Source extract —
Having found Hélio, I began a new sketch. Susana walked past and I called to her to keep still while I included her in the sketch. I may or may not have been a bit bossy about this (but how else do you get your subject to stand in the right place?!) and soon had the sketch in the can…thank heavens we were out of the wind, and the sun had restored me to comfort – as you can see, my fingers had warmed up by then.

Stone Pines at Parque da Ria Formosa, watercolour by Róisín Curé

Unbeknownst to me, Hélio was sketching me barking my instructions at Susana. One of the funniest sketches I’ve seen in a long while…

Helio's sketch of me, watercolour by Helio Boto

Here are Susana and Hélio taking a “very natural” photo of Hélio’s sketch!

Stone Pines at Parque da Ria Formosa, watercolour by Róisín Curé

I’d noticed some agaves at the entrance to the park, and I leapt at the chance to sketch them before we left. Here’s the sketch I made:

Agaves at Parque da Ria Formosa, watercolour by Róisín Curé

Time for lunch, and we went to one of the many fish restaurants along the waterfront. We had a “cataplana”, a mixed seafood dish made with all kinds of lovely things in a beautiful beaten copper pan…once again, it tasted so home-made – there’s no other way to put it.

Cataplana in Olhão, watercolour by Róisín Curé

Sun and Sea on Farol

Afterwards we hopped on a ferry to Farol, one of the “Ilhas Barreiras” – barrier islands – that lie just south of Olhão. I liked seeing the ferrymen silhouetted against the sky, waving their hands to better explain what they were saying to each other. Looked like politics.

Task brief — Retype the part of the sketching post between "Time for lunch, and" and "Looked like politics.", inclusive.

Data excerpt —
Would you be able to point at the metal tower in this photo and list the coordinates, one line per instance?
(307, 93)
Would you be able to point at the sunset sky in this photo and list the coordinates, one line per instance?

Reply to the task —
Time for lunch, and we went to one of the many fish restaurants along the waterfront. We had a “cataplana”, a mixed seafood dish made with all kinds of lovely things in a beautiful beaten copper pan…once again, it tasted so home-made – there’s no other way to put it.

Cataplana in Olhão, watercolour by Róisín Curé

Sun and Sea on Farol

Afterwards we hopped on a ferry to Farol, one of the “Ilhas Barreiras” – barrier islands – that lie just south of Olhão. I liked seeing the ferrymen silhouetted against the sky, waving their hands to better explain what they were saying to each other. Looked like politics.